◆ **Written problem**: Write out the lines of the data below word for word, starting at the line with "In this exercise you will mark every instance of the couple" and continuing up to and including the line with "Target: couple embracing".

◆ **Records for the task**:

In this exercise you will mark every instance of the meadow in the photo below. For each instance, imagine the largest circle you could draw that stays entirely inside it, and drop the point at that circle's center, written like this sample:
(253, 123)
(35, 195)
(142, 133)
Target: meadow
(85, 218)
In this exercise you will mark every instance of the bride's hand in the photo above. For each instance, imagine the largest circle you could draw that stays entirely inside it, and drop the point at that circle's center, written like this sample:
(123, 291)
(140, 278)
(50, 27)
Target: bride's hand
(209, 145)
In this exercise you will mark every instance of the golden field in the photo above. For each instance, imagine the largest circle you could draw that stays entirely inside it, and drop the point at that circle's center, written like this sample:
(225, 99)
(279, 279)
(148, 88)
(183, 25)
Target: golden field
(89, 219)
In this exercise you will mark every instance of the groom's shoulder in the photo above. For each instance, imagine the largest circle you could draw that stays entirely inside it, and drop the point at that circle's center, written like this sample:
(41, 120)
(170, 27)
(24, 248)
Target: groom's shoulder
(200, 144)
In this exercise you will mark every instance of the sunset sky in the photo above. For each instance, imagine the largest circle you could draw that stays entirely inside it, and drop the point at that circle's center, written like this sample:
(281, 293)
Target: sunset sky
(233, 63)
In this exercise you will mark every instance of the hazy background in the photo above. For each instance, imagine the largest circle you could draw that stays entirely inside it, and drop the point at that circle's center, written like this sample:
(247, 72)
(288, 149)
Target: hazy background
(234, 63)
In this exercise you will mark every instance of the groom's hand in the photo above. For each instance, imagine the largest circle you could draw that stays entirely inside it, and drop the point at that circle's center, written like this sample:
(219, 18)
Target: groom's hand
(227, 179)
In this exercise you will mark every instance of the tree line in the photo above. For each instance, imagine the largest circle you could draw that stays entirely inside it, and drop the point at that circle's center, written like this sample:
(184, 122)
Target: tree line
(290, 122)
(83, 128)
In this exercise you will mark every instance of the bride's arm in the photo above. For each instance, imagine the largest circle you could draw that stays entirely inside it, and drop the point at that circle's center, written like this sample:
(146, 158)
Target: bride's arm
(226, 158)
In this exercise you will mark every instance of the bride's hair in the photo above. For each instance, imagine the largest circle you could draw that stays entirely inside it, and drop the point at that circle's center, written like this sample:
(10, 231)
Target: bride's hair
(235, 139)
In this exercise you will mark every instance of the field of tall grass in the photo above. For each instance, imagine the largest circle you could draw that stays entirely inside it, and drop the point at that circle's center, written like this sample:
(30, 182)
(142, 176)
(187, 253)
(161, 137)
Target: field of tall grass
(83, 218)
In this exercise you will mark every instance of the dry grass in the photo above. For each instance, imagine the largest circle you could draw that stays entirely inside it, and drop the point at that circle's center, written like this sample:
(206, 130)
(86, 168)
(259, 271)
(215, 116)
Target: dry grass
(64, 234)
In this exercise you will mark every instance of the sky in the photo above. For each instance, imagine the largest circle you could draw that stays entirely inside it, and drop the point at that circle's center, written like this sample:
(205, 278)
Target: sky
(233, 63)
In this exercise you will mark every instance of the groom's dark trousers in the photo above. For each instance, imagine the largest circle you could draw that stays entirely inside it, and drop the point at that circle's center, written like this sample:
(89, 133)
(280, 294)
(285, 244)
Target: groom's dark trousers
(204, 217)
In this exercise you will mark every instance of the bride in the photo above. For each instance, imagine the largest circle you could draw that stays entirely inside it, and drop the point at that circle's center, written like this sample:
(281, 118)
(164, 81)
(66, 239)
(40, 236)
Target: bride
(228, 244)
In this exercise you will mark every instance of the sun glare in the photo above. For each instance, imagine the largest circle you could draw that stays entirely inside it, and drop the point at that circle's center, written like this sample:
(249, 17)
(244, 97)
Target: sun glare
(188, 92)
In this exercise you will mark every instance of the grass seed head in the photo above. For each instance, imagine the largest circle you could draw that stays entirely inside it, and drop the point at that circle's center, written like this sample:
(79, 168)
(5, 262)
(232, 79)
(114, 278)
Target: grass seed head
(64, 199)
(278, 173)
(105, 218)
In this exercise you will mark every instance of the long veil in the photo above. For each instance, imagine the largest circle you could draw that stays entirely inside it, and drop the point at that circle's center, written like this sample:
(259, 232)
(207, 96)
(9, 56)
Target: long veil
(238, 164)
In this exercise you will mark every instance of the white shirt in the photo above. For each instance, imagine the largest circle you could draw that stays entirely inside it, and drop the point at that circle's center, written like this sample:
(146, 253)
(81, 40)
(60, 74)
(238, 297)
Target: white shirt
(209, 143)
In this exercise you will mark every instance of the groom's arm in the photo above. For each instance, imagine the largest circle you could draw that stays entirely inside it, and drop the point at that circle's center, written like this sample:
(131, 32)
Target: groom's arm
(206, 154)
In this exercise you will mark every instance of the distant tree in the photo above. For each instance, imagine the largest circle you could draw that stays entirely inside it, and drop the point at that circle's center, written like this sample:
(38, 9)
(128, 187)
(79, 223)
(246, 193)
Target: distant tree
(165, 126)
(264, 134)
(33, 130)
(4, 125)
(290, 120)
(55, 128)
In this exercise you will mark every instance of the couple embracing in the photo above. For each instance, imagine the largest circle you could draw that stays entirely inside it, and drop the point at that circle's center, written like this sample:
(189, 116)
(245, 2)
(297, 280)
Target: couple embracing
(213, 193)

--

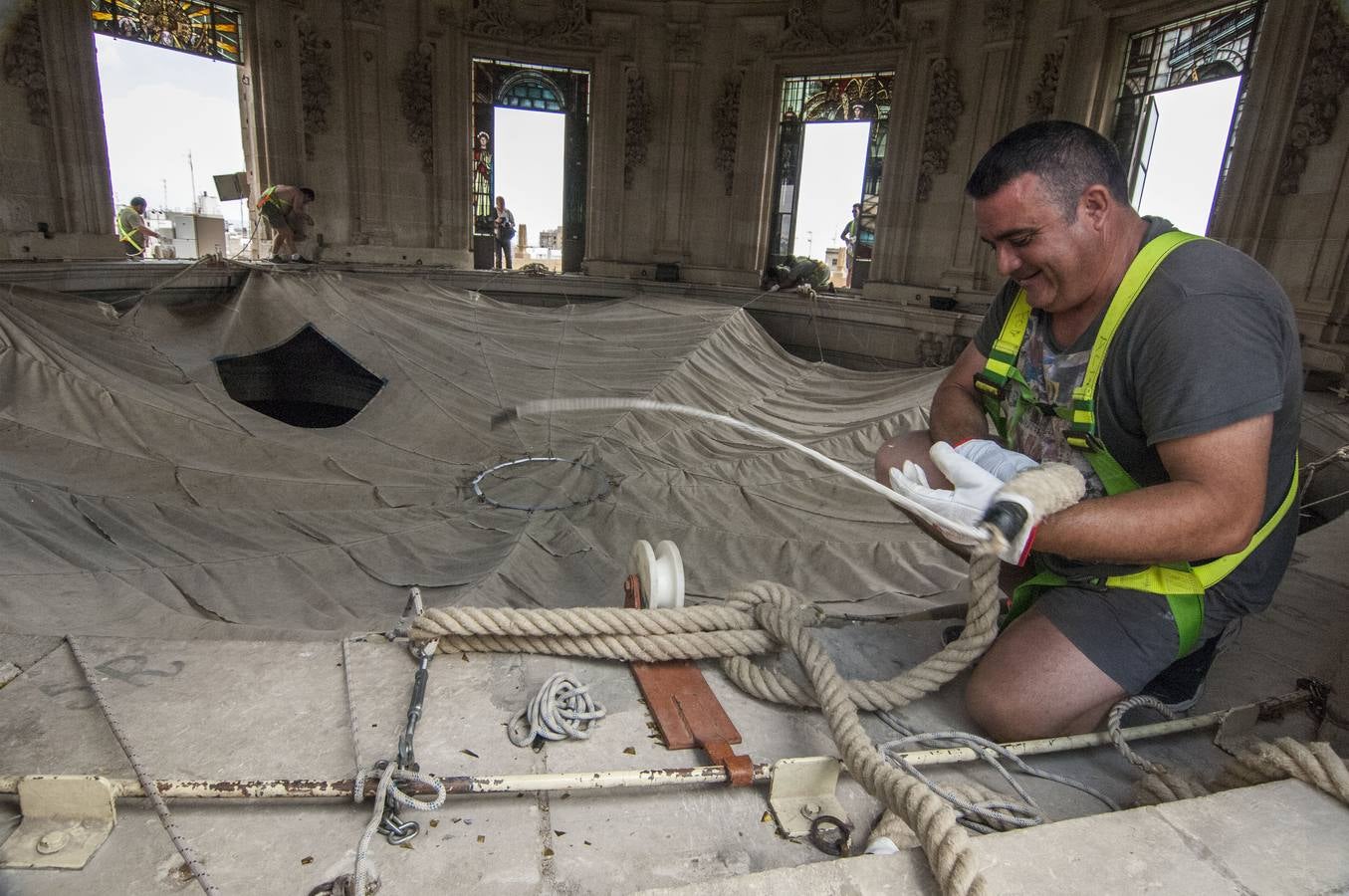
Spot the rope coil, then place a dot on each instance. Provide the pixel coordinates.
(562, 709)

◆ **Exercise result**:
In this exercise you will mark every instance of the couple embracing in the photo above. For each instance, imagine the largest circle you could draw that stays entirely inside it, and drop the point at that circle's center, written like this sample:
(189, 116)
(245, 2)
(297, 280)
Target: couple embracing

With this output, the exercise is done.